Фрагмент страницы |
****************

Время, когда она творила,
вошло в историю как эпоха Просвещения. Идеологию того периода формировали идеи
французских философов-просветителей. Многим известно, что императрица состояла
в личной переписке с французскими просветителями. Кажется, в отечественной
истории это единственный случай, когда правитель страны, будь то царь,
император, председатель Совета народных комиссаров, генеральный секретарь,
президент, личным творчеством старался повлиять на формирование взглядов, нравов,
поведения и чувств своих современников, известных философов и писателей.
При этом Екатерина Великая
вела себя очень достойно: её увлечённость литературной деятельностью была
обращена не только на интеллектуальную зарубежную элиту, но и на знатные придворные
верхи и на низы населения собственной страны. Впрочем, не всё тут просто.
Поэтому-то Александр Сергеевич Пушкин и писал об “отвратительном фиглярстве”

****************

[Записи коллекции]

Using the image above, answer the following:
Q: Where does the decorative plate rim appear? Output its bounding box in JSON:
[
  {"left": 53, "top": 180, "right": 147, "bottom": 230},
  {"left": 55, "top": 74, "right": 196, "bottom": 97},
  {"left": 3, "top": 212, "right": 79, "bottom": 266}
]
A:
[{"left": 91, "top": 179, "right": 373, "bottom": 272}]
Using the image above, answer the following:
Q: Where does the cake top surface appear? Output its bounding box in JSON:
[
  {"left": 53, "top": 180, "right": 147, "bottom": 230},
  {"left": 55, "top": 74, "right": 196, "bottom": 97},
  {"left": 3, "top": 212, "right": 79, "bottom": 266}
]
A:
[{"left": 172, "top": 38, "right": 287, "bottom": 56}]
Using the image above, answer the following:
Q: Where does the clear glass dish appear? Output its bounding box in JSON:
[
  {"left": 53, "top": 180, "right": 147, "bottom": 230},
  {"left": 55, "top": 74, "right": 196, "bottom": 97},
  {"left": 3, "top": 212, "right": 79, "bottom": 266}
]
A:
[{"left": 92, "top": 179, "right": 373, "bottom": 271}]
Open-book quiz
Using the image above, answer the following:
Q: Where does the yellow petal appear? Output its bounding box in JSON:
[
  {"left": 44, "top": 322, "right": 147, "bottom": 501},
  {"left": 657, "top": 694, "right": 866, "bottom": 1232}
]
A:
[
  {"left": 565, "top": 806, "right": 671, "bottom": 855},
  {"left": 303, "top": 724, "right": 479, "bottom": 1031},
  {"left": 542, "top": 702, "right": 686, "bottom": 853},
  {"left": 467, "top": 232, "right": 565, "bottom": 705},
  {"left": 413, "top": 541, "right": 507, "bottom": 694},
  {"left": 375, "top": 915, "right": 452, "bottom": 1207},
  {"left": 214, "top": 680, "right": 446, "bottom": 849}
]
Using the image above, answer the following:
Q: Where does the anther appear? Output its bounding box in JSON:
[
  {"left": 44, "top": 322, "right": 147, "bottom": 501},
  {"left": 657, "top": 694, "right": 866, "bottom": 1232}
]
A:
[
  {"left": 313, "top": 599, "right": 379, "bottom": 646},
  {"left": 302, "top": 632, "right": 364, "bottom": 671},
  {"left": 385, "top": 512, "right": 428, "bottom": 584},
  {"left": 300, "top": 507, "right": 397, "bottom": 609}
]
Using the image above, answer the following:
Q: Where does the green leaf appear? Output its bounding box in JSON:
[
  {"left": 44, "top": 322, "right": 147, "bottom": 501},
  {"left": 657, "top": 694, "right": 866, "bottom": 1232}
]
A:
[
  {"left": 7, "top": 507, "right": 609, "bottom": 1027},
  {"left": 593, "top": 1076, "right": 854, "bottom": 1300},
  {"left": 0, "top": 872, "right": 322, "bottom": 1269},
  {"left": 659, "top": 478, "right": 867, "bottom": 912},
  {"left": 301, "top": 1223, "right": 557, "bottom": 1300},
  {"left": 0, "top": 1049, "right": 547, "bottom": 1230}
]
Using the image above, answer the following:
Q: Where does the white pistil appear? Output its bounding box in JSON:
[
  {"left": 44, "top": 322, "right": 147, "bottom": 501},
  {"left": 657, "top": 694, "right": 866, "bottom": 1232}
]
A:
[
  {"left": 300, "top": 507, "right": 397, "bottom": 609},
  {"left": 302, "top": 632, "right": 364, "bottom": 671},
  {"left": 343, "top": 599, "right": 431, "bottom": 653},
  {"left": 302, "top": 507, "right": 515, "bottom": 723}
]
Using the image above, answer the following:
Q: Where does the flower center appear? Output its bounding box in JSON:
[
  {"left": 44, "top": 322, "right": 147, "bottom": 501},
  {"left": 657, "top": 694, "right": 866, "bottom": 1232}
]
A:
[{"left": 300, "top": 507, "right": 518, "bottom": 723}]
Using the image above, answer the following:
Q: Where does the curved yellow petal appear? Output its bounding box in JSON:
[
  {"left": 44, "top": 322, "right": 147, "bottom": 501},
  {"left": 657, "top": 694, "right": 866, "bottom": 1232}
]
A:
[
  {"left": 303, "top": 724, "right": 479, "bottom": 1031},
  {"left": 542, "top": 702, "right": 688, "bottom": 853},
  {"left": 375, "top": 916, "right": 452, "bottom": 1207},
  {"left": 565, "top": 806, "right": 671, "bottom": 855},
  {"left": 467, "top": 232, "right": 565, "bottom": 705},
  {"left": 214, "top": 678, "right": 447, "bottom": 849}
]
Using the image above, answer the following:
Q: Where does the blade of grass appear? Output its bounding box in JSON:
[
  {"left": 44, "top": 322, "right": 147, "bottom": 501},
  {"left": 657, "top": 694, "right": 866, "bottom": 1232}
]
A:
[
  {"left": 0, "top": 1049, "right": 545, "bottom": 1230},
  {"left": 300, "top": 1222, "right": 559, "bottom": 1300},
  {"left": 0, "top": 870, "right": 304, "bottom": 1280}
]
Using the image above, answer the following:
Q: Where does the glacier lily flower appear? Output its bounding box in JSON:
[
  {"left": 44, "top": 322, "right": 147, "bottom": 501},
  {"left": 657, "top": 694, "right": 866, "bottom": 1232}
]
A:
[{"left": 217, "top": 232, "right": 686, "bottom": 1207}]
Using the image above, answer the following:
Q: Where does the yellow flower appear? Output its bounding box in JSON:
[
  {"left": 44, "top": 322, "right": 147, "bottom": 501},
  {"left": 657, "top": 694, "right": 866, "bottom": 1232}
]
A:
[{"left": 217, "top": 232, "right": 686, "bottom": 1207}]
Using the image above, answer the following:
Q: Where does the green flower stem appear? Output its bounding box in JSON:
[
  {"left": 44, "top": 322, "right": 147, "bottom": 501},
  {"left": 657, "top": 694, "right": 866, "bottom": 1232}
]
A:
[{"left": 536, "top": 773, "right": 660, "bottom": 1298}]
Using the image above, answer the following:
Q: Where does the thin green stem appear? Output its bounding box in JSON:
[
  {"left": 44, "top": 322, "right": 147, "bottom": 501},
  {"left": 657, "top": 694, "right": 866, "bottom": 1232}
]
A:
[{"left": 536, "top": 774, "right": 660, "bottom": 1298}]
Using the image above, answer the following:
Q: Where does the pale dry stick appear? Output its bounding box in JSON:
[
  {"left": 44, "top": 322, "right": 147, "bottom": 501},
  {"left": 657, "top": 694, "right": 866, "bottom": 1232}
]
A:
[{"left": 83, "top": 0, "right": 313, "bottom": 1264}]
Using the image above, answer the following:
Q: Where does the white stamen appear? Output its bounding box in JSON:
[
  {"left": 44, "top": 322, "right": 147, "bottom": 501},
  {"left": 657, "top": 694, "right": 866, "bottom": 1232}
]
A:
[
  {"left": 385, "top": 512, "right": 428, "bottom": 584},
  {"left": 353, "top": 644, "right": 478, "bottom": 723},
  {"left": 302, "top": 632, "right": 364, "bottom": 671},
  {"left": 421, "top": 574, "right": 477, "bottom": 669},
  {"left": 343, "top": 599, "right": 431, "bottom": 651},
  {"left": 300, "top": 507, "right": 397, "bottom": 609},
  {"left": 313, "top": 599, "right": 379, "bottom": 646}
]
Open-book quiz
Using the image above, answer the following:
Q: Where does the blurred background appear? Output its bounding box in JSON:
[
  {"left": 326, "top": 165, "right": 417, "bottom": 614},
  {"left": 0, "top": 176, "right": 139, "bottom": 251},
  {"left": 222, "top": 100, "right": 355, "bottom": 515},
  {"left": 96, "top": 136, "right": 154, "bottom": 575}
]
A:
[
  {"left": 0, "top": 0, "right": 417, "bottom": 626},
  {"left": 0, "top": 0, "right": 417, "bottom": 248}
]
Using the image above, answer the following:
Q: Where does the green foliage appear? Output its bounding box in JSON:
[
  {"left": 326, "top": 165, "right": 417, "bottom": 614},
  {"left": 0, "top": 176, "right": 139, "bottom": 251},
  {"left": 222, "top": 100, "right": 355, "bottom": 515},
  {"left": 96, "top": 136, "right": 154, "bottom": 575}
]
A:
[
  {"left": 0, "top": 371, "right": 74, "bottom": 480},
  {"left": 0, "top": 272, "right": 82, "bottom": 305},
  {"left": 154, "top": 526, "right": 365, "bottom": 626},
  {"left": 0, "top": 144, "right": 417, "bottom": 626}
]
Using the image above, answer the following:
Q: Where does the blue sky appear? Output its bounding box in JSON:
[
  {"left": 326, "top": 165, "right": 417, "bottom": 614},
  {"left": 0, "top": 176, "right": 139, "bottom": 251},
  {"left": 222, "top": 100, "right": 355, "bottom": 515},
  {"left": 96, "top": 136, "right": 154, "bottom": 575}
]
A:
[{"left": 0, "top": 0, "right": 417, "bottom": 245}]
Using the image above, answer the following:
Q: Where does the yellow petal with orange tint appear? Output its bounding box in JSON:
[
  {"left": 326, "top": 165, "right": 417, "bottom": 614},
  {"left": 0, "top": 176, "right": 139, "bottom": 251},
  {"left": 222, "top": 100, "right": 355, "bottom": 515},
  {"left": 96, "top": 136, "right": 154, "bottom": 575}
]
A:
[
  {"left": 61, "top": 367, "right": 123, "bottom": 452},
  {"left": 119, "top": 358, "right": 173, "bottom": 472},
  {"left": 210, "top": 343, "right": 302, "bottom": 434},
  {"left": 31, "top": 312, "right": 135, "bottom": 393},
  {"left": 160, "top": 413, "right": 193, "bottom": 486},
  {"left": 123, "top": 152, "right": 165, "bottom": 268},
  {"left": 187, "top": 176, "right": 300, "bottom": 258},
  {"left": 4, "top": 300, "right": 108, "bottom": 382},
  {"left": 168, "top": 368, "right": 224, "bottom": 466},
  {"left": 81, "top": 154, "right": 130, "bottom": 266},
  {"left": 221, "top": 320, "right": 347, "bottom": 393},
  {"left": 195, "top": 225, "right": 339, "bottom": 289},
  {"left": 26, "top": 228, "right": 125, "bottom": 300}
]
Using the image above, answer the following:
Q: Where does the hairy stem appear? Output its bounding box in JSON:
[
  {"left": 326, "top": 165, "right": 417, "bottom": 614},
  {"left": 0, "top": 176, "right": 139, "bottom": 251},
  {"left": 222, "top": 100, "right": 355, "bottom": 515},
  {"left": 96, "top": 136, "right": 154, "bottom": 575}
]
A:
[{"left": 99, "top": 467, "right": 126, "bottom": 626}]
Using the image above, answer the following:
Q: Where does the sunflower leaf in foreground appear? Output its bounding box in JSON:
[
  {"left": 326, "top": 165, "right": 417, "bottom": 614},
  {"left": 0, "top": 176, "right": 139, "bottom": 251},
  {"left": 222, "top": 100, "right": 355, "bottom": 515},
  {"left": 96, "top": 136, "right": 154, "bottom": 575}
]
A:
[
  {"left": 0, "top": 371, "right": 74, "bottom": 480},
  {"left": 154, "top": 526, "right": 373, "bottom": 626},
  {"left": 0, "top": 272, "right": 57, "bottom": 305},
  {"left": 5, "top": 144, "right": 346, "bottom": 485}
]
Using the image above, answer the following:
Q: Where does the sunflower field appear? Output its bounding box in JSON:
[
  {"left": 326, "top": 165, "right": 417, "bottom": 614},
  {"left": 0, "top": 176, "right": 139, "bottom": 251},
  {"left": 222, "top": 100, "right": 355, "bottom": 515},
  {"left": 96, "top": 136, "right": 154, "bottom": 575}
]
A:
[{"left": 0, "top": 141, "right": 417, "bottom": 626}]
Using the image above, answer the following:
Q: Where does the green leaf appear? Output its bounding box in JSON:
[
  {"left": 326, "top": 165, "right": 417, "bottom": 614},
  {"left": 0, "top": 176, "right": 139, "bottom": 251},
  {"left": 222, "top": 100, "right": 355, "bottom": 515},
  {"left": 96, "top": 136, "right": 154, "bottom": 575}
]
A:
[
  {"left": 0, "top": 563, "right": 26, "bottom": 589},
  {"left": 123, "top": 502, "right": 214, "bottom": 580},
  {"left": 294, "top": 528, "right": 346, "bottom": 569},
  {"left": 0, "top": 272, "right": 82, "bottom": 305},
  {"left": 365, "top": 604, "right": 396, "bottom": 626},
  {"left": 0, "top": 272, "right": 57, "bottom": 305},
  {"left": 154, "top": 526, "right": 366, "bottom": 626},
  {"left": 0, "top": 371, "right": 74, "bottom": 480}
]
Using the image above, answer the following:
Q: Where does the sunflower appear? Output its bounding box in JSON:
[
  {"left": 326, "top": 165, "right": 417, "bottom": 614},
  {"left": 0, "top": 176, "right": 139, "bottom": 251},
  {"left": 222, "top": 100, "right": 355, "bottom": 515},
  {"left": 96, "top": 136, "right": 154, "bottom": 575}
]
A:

****************

Рабочие задания |
A. С кем, согласно фрагменту страницы, императрица состояла в личной переписке?
B. Перечислите все строки записей, где встречается строка "petal".

Ответы |
A. С французскими просветителями.

B.
Q: Where does the yellow petal appear? Output its bounding box in JSON:
Q: Where does the curved yellow petal appear? Output its bounding box in JSON:
Q: Where does the yellow petal with orange tint appear? Output its bounding box in JSON:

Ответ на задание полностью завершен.